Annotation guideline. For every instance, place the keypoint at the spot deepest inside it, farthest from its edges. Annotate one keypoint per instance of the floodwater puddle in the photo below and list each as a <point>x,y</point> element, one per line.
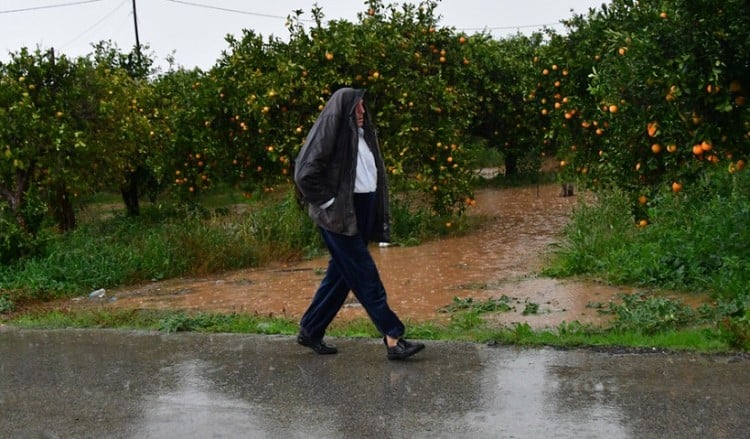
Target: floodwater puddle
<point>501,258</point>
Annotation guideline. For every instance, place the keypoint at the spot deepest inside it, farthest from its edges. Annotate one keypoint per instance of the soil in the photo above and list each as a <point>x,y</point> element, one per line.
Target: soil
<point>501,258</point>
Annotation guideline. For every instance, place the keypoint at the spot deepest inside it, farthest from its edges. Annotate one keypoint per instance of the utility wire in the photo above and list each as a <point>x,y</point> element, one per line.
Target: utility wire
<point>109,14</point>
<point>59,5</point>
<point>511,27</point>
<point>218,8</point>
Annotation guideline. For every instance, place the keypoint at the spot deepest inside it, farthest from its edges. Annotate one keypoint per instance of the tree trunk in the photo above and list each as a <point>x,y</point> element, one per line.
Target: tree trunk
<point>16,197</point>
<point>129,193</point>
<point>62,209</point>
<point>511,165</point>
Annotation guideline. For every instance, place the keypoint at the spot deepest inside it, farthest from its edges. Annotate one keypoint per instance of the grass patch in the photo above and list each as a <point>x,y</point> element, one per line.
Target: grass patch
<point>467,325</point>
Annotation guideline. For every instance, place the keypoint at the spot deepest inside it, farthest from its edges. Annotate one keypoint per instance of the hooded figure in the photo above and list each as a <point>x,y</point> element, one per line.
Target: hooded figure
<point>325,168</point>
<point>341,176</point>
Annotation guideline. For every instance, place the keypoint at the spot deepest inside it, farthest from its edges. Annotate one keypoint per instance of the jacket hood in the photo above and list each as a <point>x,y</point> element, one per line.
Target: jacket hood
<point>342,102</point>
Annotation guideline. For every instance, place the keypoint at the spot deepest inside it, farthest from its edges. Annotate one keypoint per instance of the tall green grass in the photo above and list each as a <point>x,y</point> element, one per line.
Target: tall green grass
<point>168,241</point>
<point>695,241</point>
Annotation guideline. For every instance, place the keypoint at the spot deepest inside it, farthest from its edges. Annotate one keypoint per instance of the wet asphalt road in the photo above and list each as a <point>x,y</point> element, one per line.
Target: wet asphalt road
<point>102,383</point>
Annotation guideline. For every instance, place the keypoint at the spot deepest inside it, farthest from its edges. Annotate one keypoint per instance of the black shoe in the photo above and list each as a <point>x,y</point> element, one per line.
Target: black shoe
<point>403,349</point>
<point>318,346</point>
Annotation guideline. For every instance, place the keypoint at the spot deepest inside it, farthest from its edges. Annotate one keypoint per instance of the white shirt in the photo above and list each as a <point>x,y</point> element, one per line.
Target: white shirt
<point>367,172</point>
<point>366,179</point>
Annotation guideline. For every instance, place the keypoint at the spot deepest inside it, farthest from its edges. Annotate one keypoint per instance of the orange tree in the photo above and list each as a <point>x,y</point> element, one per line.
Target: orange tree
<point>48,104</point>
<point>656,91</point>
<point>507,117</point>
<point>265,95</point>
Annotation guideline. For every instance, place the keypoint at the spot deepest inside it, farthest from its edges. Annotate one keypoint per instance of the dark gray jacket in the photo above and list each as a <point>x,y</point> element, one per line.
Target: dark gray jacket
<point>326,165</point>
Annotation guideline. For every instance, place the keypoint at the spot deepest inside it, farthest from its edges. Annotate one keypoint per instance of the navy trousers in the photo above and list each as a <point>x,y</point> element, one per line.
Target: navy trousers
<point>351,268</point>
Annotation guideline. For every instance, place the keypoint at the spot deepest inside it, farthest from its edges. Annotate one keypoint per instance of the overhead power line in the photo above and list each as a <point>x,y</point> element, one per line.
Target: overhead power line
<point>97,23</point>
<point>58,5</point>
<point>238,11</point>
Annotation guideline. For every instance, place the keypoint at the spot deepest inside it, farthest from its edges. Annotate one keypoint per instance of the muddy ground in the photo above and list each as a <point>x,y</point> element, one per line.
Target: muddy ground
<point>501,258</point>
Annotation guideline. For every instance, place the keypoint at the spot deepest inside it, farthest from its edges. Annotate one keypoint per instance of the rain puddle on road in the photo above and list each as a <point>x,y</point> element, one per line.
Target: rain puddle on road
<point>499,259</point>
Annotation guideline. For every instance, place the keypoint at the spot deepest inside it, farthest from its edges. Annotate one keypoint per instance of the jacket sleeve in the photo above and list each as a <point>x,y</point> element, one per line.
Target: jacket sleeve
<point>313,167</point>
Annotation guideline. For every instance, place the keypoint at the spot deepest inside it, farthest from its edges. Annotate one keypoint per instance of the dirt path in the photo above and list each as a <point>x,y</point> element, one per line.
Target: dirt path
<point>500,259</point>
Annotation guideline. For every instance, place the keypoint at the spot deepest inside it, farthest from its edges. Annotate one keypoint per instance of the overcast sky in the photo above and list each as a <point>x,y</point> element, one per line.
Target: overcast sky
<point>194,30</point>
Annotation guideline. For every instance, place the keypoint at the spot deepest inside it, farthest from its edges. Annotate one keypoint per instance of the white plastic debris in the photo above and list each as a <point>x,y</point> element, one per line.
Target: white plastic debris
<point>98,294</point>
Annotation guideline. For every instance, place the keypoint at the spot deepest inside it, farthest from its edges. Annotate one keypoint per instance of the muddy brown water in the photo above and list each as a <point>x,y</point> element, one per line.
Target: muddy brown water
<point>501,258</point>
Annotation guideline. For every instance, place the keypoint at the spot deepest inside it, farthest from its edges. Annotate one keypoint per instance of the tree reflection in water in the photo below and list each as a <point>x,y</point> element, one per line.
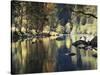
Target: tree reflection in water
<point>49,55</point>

◇ ◇ ◇ ◇

Stated problem:
Transcribe every one of the rows above verbatim, omitting the pictures.

Final result:
Annotation guideline. For every instance, place the keypoint at the spot deepest inside it, farthest from its edges. Annotate one keypoint per instance of the floodwater puddle in the photo below and list each as a <point>x,y</point> element, one per line.
Target: floodwater puddle
<point>501,258</point>
Annotation guideline. For every instance, place the keypoint at the spot deepest inside it, farthest from its edges. Annotate one keypoint per instance of the soil in the photo above and list each as a <point>x,y</point> element, one per line.
Target: soil
<point>501,258</point>
Annotation guideline. For every instance, place the keypoint at the spot deepest inside it, farthest from its edges. Annotate one keypoint per instance of the utility wire in the photo above and list each as a <point>x,y</point> element, one per line.
Target: utility wire
<point>109,14</point>
<point>59,5</point>
<point>511,27</point>
<point>218,8</point>
Annotation guideline. For every instance, place the keypoint at the spot deepest inside it, farthest from its edges. Annotate one keypoint per instance of the tree trunk in the photo above and list each as a <point>x,y</point> element, one per line.
Target: tree trunk
<point>16,197</point>
<point>129,193</point>
<point>62,209</point>
<point>511,165</point>
Annotation guideline. For every instance, place the keypoint at the spot deepest inside it, farthest from its edges. Annotate one keypoint per instance of the grass patch in the photo above and list each as a <point>x,y</point> element, one per line.
Target: grass patch
<point>467,325</point>
Annotation guideline. For every instance, place the keypoint at the spot deepest inside it, farthest from its edges. Annotate one keypoint per instance of the hooded figure in the photo above and list each as a <point>x,y</point> element, one per line.
Target: hooded figure
<point>325,168</point>
<point>341,176</point>
Annotation guideline. For every instance, place the keypoint at the spot deepest inside it, farthest from its edges. Annotate one keypoint per instance of the jacket hood in the photo above and list each as a <point>x,y</point> element, one per line.
Target: jacket hood
<point>342,102</point>
Annotation guideline. For every instance, place the keypoint at the spot deepest inside it, farthest from its edges. Annotate one keypoint per instance of the tall green grass in the photo above and list each as a <point>x,y</point> element, one per line.
Target: tall green grass
<point>168,241</point>
<point>695,241</point>
Annotation guideline. For every instance, place the keypoint at the spot deepest inside it, farthest from its edges. Annotate one keypoint per instance of the wet asphalt road in the photo above and list each as a <point>x,y</point> element, one per line.
Target: wet asphalt road
<point>102,383</point>
Annotation guideline. For every instance, place the keypoint at the spot deepest inside it, farthest from its edges. Annotate one keypoint per instance of the black shoe in the photo above and list each as a <point>x,y</point> element, one per line.
Target: black shoe
<point>403,349</point>
<point>318,346</point>
Annotation guideline. For every instance, place the keypoint at the spot deepest inside it, farthest from its edges. Annotate one keypoint per instance of the white shirt in the photo above and list each as a <point>x,y</point> element, one per line.
Target: white shirt
<point>367,172</point>
<point>366,179</point>
Annotation guideline. For every instance, place the keypoint at the spot deepest inside it, farthest from its edges. Annotate one keypoint per instance of the orange tree in the photo above and list each as a <point>x,y</point> element, one per line.
Target: orange tree
<point>48,104</point>
<point>656,91</point>
<point>507,117</point>
<point>265,95</point>
Annotation guideline. For every instance, place the keypoint at the spot deepest inside it, farthest from its edges. Annotate one keypoint per instance of the dark gray jacket in the photo above and list each as a <point>x,y</point> element, one per line.
Target: dark gray jacket
<point>326,165</point>
Annotation guideline. For every instance, place the keypoint at the spot deepest inside it, farthest from its edges. Annotate one keypoint per instance of the navy trousers in the photo above and list each as a <point>x,y</point> element, one per line.
Target: navy trousers
<point>351,268</point>
Annotation guideline. For every instance, place the keypoint at the spot deepest inside it, farthest from its edges. Annotate one keypoint per instance of the overhead power line in the photo above and list each as a <point>x,y</point> element, one per line.
Target: overhead power line
<point>97,23</point>
<point>58,5</point>
<point>238,11</point>
Annotation guideline. For every instance, place the keypoint at the spot deepest inside it, farthest from its edges. Annotate one keypoint per instance of the muddy ground in the photo above and list each as a <point>x,y</point> element, one per line.
Target: muddy ground
<point>501,258</point>
Annotation guideline. For every instance, place the keypoint at the spot deepest inside it, farthest from its edges. Annotate one keypoint per instance of the rain puddle on road in the photo above and list each as a <point>x,y</point> element, one per line.
Target: rain puddle on road
<point>499,259</point>
Annotation guideline. For every instance, place the keypoint at the spot deepest inside it, farthest from its edges. Annotate one keypoint per instance of the jacket sleeve in the photo above and list each as a <point>x,y</point> element, one per line.
Target: jacket sleeve
<point>313,167</point>
Annotation guideline. For every instance, place the keypoint at the spot deepest inside it, farthest from its edges. Annotate one keypoint per instance of the dirt path in the photo above and list each as a <point>x,y</point> element, one per line.
Target: dirt path
<point>500,259</point>
Annotation guideline. For every instance, place the keypoint at the spot deepest inside it, farthest from its edges. Annotate one keypoint per instance of the overcast sky in the photo above and list each as a <point>x,y</point> element, one per line.
Target: overcast sky
<point>194,30</point>
Annotation guideline. For every instance, place the keypoint at the spot deepest inside it, farthest from its edges. Annotate one keypoint per instance of the white plastic debris in the photo above and list each as a <point>x,y</point> element, one per line.
Target: white plastic debris
<point>98,294</point>
Annotation guideline. For every instance, place the keypoint at the spot deepest inside it, farthest from its edges. Annotate one keypoint per instance of the muddy brown water in the photo above and list each as a <point>x,y</point> element, one per line.
Target: muddy brown water
<point>501,258</point>
Annotation guideline. For every instance, place the keypoint at the spot deepest inside it, farthest from its edges. Annotate one keypoint per instance of the tree reflection in water in the photo below and list each as a <point>x,y</point> element, one per line.
Target: tree reflection in water
<point>49,55</point>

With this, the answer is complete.